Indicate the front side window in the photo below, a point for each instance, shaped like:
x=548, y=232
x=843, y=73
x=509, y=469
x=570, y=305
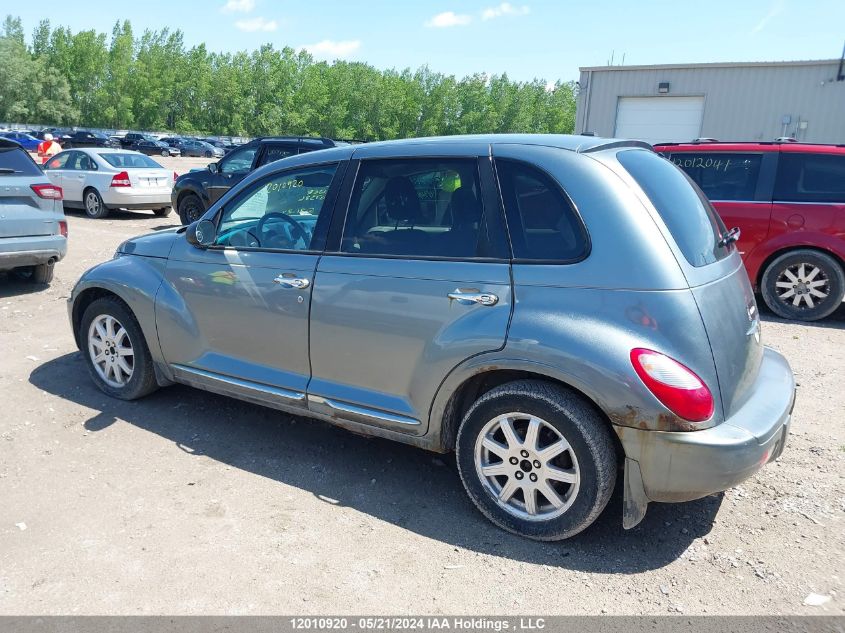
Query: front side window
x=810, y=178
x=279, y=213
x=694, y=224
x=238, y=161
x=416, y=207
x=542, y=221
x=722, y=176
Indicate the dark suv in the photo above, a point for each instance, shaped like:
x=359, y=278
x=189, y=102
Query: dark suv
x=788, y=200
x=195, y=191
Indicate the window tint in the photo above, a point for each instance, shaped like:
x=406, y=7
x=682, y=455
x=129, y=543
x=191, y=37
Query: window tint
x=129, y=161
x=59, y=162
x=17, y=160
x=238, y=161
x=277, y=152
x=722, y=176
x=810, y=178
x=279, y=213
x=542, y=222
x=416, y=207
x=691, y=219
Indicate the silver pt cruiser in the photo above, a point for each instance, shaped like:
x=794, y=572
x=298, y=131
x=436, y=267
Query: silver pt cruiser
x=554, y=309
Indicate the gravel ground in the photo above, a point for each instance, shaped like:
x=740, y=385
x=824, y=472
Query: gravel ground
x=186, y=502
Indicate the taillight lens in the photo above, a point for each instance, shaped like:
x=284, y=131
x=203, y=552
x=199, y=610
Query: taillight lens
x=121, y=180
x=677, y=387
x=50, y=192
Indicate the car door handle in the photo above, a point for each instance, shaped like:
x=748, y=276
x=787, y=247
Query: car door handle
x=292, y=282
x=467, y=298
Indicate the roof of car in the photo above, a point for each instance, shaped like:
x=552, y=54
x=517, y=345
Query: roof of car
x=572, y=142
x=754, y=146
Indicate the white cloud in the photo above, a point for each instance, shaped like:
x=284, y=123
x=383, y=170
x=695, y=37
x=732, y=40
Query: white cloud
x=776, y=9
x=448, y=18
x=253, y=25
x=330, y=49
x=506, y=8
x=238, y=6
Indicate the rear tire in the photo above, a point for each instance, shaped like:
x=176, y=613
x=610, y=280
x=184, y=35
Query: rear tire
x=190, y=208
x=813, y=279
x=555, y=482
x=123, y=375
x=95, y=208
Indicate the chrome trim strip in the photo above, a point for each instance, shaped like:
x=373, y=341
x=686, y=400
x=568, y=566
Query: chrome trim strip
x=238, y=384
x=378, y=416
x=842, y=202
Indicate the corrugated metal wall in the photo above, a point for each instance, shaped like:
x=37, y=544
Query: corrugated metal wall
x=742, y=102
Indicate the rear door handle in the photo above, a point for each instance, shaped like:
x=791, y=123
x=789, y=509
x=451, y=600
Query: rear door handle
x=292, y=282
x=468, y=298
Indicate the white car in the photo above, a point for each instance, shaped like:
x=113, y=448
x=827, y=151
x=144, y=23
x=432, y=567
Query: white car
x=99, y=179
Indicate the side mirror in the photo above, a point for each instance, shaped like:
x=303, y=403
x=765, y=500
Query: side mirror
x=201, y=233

= = = = =

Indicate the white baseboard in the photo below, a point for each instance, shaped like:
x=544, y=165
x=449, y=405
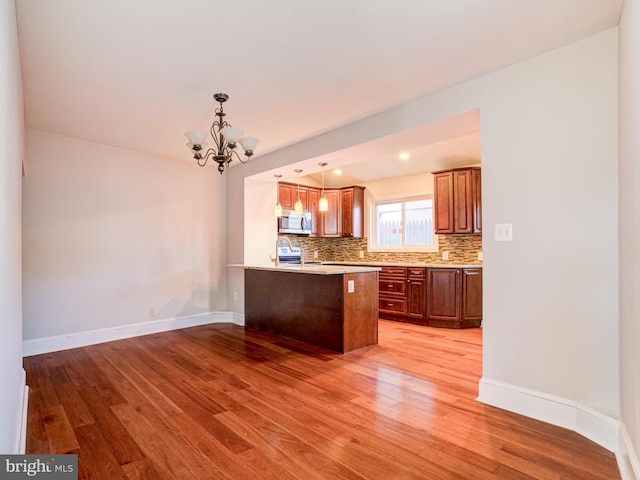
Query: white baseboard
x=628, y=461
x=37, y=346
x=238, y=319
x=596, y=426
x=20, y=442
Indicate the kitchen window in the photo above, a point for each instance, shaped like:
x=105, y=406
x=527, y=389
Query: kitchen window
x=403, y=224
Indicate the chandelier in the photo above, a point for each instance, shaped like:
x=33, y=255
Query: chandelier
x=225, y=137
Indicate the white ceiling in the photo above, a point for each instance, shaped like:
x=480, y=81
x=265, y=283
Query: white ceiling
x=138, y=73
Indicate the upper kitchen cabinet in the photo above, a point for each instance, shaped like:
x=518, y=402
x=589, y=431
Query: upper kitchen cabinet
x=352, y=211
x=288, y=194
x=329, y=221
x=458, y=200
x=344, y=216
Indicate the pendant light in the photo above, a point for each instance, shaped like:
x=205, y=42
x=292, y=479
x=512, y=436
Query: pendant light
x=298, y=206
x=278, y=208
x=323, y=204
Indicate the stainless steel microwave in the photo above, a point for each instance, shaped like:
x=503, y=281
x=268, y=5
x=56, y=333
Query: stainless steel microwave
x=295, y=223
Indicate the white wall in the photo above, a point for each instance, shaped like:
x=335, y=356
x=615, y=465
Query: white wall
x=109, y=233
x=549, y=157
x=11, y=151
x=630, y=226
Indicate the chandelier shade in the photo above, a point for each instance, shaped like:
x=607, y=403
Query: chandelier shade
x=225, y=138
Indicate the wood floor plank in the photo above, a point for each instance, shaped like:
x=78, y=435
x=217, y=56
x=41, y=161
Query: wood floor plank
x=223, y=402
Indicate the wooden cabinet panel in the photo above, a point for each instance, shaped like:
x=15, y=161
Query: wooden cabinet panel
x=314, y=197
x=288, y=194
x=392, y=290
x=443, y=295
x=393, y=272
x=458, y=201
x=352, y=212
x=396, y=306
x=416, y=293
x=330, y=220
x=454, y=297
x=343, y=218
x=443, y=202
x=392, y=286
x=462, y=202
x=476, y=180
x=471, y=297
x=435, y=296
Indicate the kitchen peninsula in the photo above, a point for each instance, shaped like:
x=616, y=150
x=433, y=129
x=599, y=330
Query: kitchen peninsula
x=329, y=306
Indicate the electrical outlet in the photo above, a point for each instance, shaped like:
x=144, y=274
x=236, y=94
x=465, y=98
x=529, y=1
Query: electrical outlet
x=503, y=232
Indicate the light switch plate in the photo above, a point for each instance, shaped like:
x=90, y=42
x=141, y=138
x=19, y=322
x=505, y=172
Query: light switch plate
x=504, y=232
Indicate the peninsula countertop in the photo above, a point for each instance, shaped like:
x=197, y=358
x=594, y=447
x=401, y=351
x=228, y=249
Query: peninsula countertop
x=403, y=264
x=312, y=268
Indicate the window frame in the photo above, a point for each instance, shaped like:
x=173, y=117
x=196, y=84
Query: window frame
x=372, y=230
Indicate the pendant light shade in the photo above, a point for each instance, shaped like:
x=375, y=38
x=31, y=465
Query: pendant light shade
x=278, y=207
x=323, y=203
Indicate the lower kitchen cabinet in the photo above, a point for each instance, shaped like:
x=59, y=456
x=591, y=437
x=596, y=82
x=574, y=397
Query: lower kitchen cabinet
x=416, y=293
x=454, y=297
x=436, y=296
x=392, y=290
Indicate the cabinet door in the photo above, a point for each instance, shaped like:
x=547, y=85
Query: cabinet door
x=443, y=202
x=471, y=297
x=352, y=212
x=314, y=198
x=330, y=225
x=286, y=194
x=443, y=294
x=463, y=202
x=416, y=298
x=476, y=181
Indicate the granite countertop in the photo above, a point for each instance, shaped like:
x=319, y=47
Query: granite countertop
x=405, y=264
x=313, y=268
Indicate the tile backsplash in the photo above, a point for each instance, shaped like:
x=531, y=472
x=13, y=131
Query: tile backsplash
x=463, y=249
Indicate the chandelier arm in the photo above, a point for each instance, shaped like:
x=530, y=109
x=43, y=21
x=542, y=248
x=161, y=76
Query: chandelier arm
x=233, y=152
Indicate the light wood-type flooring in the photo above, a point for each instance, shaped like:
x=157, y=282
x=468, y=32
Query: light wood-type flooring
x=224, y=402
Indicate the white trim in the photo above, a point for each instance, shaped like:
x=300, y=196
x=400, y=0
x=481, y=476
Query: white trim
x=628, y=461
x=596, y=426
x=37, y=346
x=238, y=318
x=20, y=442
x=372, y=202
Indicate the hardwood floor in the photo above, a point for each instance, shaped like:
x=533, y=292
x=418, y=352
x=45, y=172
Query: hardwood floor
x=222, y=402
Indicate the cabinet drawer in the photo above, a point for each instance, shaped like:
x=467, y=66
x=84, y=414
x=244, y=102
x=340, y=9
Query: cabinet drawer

= = = = =

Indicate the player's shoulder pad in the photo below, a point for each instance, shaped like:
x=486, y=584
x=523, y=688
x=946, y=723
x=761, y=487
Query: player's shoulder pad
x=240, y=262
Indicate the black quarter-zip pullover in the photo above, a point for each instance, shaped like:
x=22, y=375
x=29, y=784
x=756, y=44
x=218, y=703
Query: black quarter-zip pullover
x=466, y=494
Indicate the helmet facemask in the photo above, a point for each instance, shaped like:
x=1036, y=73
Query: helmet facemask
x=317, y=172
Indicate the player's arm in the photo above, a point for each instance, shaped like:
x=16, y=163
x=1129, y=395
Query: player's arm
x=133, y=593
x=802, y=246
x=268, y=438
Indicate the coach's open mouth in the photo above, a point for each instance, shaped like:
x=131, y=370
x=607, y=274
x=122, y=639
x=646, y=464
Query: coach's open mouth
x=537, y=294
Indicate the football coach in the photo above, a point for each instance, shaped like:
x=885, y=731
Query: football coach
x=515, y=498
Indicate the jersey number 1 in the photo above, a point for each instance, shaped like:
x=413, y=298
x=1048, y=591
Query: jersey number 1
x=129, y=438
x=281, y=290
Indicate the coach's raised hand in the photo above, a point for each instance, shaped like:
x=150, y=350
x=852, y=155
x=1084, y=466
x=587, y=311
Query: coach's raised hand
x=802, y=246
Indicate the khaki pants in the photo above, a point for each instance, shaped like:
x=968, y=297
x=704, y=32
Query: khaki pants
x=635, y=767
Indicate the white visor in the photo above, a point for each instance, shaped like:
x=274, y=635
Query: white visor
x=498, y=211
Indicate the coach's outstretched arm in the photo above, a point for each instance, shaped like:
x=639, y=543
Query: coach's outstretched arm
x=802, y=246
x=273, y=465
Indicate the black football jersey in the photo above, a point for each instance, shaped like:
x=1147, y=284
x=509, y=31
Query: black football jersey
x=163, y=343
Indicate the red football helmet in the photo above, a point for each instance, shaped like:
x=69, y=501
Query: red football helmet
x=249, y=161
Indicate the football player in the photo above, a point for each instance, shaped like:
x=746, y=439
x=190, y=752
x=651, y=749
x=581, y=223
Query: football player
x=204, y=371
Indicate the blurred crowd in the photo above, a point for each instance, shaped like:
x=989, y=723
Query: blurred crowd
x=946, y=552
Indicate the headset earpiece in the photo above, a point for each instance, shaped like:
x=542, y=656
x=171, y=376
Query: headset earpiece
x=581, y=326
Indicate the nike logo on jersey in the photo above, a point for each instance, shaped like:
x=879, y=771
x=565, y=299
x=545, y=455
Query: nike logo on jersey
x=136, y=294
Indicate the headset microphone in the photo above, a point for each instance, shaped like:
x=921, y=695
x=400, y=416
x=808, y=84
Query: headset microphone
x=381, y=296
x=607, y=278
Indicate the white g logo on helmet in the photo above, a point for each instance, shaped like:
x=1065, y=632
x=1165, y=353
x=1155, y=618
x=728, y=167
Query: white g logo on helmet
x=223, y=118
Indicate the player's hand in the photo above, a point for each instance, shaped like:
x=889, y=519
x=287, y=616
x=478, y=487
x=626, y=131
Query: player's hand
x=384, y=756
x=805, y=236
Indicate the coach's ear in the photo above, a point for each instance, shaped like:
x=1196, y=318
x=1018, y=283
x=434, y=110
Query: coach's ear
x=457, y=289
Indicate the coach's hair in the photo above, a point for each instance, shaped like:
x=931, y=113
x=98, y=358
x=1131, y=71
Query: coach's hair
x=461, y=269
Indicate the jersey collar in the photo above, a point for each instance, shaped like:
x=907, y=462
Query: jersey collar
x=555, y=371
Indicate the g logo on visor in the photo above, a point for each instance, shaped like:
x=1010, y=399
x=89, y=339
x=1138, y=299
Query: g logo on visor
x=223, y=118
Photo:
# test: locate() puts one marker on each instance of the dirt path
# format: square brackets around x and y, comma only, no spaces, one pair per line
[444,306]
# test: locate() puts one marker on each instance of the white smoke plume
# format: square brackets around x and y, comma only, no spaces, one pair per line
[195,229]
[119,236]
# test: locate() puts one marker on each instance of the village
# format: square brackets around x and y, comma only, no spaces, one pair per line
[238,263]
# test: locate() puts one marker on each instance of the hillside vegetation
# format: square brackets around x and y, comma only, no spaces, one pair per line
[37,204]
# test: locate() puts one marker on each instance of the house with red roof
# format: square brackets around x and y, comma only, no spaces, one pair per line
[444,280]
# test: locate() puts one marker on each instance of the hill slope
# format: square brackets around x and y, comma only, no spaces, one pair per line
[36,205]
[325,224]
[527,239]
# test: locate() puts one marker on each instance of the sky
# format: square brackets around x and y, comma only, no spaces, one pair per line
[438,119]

= = = = =

▶ **REQUIRED WORK**
Please convert the data from the line with "Indicate the white wall" up to and including the line with "x=630, y=226" into a Markdown table with two columns, Row for the row number and Line for the line itself, leaving out any blank lines.

▶ **REPLY TO THE EXERCISE**
| Row | Line |
|---|---|
| 1 | Indicate the white wall in the photo above, a point for each instance, shaped like: |
| 2 | x=335, y=356 |
| 3 | x=615, y=465 |
| 4 | Query: white wall |
| 5 | x=109, y=233 |
| 6 | x=549, y=157 |
| 7 | x=11, y=151 |
| 8 | x=630, y=226 |